--- Your assignment ---
Please retype, character for character, the portion of the entries below that runs from the line containing "grey beak tip." to the last line.

****************

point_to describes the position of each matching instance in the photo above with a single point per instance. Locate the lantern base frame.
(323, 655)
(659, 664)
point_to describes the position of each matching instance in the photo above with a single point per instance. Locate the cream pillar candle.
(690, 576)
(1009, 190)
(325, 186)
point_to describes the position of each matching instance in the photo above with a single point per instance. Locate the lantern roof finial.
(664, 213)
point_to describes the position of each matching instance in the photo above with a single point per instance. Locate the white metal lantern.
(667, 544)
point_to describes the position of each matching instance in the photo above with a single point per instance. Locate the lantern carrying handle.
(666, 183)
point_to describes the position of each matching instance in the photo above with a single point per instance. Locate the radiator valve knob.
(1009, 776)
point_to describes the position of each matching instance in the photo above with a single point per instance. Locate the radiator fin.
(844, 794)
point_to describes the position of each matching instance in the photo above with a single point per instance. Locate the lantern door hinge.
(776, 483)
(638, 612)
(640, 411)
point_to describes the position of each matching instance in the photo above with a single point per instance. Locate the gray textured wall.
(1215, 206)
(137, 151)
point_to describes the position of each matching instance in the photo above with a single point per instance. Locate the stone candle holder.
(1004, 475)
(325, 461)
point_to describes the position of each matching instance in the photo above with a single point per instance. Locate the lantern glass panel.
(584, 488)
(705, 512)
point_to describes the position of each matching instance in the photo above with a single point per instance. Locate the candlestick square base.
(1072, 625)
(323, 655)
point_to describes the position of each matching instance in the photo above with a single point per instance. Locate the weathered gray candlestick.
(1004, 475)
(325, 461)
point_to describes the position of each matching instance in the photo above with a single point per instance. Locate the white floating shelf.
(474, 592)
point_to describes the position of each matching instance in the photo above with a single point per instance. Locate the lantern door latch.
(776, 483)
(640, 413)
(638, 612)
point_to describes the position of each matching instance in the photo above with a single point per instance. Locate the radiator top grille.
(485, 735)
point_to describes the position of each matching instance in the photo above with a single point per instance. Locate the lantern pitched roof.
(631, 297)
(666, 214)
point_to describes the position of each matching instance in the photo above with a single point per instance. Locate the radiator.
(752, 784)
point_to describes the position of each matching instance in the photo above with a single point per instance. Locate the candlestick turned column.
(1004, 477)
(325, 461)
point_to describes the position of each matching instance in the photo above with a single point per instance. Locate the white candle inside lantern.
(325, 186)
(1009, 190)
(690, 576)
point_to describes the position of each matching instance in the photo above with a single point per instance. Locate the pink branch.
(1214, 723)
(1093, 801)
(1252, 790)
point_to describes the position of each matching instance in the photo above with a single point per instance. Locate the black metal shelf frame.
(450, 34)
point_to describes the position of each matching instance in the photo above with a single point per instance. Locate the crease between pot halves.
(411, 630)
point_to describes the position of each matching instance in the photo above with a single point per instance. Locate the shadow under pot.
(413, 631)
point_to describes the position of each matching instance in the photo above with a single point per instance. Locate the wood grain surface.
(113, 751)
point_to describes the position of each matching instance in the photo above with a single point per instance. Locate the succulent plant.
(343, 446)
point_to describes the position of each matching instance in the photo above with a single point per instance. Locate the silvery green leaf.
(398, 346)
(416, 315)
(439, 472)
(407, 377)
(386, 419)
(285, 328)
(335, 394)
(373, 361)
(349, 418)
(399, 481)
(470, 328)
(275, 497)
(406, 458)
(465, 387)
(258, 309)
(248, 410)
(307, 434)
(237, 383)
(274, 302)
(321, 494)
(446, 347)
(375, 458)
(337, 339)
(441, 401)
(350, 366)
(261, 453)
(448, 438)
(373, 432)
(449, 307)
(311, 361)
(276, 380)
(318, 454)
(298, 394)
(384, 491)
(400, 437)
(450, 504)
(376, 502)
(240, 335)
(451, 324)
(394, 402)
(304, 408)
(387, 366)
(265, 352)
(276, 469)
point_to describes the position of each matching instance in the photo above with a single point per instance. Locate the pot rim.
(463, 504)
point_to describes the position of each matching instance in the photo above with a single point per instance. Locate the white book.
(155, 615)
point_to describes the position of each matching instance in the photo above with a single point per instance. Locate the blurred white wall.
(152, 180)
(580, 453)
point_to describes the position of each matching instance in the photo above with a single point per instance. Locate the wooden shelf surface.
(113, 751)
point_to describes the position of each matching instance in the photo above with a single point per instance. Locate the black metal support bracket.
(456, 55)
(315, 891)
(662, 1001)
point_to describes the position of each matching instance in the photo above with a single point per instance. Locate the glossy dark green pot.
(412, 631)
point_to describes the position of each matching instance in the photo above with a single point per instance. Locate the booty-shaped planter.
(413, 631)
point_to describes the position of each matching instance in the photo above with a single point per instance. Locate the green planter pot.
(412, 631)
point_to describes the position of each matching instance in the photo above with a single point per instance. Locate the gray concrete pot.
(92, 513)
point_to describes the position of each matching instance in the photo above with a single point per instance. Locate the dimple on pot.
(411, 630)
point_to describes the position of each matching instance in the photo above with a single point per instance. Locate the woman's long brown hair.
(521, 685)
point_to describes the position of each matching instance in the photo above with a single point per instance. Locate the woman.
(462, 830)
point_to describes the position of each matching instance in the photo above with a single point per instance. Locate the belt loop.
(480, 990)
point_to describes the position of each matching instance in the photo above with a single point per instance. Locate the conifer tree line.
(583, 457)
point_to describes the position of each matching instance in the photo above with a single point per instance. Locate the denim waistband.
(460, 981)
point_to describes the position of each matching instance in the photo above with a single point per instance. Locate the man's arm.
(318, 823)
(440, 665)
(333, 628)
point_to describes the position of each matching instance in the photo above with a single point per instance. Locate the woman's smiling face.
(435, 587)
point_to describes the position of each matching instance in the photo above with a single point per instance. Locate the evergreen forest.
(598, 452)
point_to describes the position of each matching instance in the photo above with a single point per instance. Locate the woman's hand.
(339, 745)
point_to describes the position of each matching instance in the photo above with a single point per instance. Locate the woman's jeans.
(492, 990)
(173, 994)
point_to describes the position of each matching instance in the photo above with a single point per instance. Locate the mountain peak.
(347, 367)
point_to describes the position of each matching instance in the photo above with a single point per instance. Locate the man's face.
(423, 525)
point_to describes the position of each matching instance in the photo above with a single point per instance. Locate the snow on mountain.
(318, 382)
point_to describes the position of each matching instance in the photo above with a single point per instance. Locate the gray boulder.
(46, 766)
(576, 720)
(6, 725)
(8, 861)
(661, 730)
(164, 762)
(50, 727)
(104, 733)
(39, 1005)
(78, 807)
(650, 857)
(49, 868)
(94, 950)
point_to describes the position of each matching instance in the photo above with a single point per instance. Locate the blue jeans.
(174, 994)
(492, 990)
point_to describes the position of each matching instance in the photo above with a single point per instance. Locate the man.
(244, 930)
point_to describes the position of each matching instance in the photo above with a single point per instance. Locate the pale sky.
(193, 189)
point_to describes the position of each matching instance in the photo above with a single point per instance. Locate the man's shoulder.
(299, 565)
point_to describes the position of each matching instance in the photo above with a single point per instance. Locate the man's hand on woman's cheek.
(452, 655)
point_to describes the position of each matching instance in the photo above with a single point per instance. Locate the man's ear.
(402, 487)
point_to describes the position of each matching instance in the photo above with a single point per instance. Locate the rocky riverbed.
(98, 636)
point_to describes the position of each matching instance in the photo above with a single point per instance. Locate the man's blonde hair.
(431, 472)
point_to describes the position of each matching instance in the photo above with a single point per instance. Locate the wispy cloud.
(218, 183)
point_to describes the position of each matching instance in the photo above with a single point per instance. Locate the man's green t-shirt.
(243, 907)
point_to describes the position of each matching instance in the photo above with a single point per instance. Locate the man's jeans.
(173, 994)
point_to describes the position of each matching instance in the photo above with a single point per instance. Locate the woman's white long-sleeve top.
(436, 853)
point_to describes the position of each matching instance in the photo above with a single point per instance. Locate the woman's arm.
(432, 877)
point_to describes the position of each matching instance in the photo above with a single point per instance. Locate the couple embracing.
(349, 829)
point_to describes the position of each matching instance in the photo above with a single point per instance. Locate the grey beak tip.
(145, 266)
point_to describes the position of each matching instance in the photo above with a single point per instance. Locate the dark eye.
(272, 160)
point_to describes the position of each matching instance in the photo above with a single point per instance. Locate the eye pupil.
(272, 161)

****************

--- Written solution ---
point_to describes the position of each matching instance in the photo above with a single point per instance. Locate the grey beak tip.
(145, 266)
point_to describes the position of each matching instance in the photo above with a single point per instance. Locate the dark eye.
(272, 160)
point_to describes the position of each matching instance in the photo above with a single point per instance. Locate the eye pupil.
(272, 161)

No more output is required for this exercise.